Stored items
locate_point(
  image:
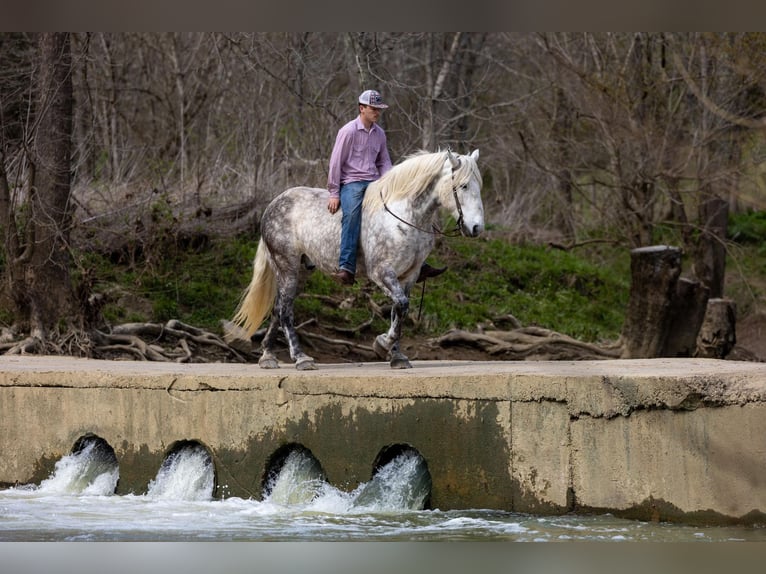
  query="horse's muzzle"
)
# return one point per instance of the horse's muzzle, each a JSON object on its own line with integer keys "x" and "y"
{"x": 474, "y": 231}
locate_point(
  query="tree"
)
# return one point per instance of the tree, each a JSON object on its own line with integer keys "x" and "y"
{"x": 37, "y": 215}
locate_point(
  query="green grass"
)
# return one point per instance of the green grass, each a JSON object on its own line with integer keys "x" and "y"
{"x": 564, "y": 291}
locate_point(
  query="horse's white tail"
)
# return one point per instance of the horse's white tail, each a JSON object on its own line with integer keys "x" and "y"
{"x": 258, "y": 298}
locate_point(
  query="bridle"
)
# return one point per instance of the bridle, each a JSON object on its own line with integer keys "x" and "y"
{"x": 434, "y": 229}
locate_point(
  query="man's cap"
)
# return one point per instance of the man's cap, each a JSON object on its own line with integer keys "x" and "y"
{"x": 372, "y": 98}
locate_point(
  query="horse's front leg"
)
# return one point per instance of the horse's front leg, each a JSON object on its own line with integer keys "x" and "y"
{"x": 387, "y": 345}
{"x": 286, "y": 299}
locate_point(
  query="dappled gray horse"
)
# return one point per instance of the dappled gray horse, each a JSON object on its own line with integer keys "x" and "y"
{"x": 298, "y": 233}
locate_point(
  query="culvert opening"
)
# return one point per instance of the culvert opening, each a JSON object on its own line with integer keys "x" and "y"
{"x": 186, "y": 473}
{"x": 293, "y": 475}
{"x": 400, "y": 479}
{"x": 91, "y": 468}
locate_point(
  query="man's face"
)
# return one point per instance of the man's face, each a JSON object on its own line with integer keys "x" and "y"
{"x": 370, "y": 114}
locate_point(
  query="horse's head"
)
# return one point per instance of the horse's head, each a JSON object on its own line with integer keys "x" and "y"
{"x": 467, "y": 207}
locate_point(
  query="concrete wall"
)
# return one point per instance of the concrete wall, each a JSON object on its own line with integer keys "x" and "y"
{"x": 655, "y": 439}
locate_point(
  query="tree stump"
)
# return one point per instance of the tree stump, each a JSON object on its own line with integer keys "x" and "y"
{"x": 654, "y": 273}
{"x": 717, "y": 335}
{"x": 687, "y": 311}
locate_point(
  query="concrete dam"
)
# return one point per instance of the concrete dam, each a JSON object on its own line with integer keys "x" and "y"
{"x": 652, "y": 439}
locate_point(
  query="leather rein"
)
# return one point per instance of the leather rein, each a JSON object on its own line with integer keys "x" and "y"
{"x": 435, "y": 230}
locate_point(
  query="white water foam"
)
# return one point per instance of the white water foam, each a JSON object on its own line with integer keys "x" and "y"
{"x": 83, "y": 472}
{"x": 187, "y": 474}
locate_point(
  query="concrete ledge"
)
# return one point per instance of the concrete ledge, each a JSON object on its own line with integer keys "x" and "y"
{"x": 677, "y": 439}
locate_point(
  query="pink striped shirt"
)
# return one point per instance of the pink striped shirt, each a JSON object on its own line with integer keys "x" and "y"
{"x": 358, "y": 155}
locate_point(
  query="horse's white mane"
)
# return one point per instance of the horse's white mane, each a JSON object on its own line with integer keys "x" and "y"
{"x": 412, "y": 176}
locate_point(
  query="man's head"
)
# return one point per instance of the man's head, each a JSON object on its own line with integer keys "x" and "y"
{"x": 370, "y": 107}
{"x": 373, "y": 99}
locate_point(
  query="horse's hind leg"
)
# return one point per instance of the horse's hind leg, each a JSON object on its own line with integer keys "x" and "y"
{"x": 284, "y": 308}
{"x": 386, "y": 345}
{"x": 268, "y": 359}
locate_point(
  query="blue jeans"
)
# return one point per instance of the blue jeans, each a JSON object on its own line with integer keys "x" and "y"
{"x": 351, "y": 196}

WHAT THE TASK ASKS »
Reproduce all of the entries word for word, skipping any pictures they hold.

WRITTEN RESPONSE »
locate_point(
  image:
  query="horse's muzzle"
)
# return one point per instance of the horse's muzzle, each a JSON object on its own line with integer keys "x" and "y"
{"x": 474, "y": 231}
locate_point(
  query="tree"
)
# return one point per instance of the tree, each a JSON object on its own line with integer keys "x" and "y"
{"x": 37, "y": 215}
locate_point(
  query="green grass"
)
# return one point per instance of the green grass, each a JSON object on its own line with integer keys "x" and "y"
{"x": 564, "y": 291}
locate_point(
  query="horse's white tail"
)
# return one point per instance of the horse's white tail, each a JSON object on its own line with integer keys "x" and "y"
{"x": 258, "y": 298}
locate_point(
  query="bridle"
)
# return one point per instance of the bridle, each a JSON object on its own line with integer keys "x" and "y"
{"x": 434, "y": 229}
locate_point(
  query="man's cap"
)
# return one point per instance of the man's cap, each a JSON object on its own line with integer keys "x" and "y"
{"x": 372, "y": 98}
locate_point(
  query="horse's front leg"
)
# return one point per instance of the horse's front leg, each a JSON object on its own line with integer keys "x" and "y"
{"x": 387, "y": 345}
{"x": 286, "y": 299}
locate_point(
  query="dappled gray horse"
)
# return one point per instance of the dappled gray horse, each a JSON object on its own line with integer keys "x" and "y"
{"x": 298, "y": 233}
locate_point(
  query="culvert opening"
)
# return one point per instance of the culvert opening, each a JSON object on its own line with integer keys "x" and "y"
{"x": 186, "y": 473}
{"x": 293, "y": 475}
{"x": 400, "y": 479}
{"x": 91, "y": 468}
locate_point(
  query="man's face"
)
# return one point per instance of the man's face, each a JSON object on its own line with integer keys "x" and "y"
{"x": 370, "y": 114}
locate_point(
  query="horse's head"
)
# return one point per instance of the horse's head, each a JSON object on its own line with integer keys "x" and "y"
{"x": 467, "y": 207}
locate_point(
  query="concrete wall"
)
# return one point per instance of the concrete wall, each a JSON object on its own line with integer keys "x" and "y"
{"x": 655, "y": 439}
locate_point(
  query="tree stump"
)
# return one point per instance of the tree stump, each a JSON object on its own line with integer keys "x" and "y"
{"x": 654, "y": 273}
{"x": 717, "y": 335}
{"x": 687, "y": 311}
locate_point(
  query="concrete dam"
)
# return one point per instance of the concrete dam, each a JSON object on its own line with integer keys "x" and "y"
{"x": 652, "y": 439}
locate_point(
  query="leather rein"
)
# return one point per instance of the leather rein, each a JSON object on its own line with integer keys "x" and "y"
{"x": 435, "y": 230}
locate_point(
  query="white water foam"
)
# return one point per instance of the white water foam, each a JSON object on its own line with integer keys "x" and "y"
{"x": 83, "y": 472}
{"x": 187, "y": 474}
locate_point(
  query="concrete ledge"
)
# return one point per instance of the concrete ledge, each a JSON object on its own line with integer keys "x" and "y"
{"x": 677, "y": 439}
locate_point(
  query="pink striped shirt"
)
# return one point per instance of the pink striped shirt, each a JSON object on its own line with integer keys "x" and "y"
{"x": 358, "y": 155}
locate_point(
  query="horse's white mane"
)
# return one point per instance of the horse's white mane, each a JSON object on its own line with integer keys "x" and "y"
{"x": 412, "y": 176}
locate_point(
  query="man's head"
)
# return one point per instance of the man's head, each a JSON object on its own line with integer keys "x" and "y"
{"x": 370, "y": 107}
{"x": 373, "y": 99}
locate_point(
  query="horse's hind leg"
)
# return one point per instance of the horse's hind leg, each a JSON object on its own line with integer keys "x" and "y"
{"x": 284, "y": 308}
{"x": 386, "y": 345}
{"x": 268, "y": 359}
locate_point(
  query="blue jeans"
)
# return one point per instance of the blue jeans, each a JSON object on its own line with integer keys "x" and "y"
{"x": 351, "y": 196}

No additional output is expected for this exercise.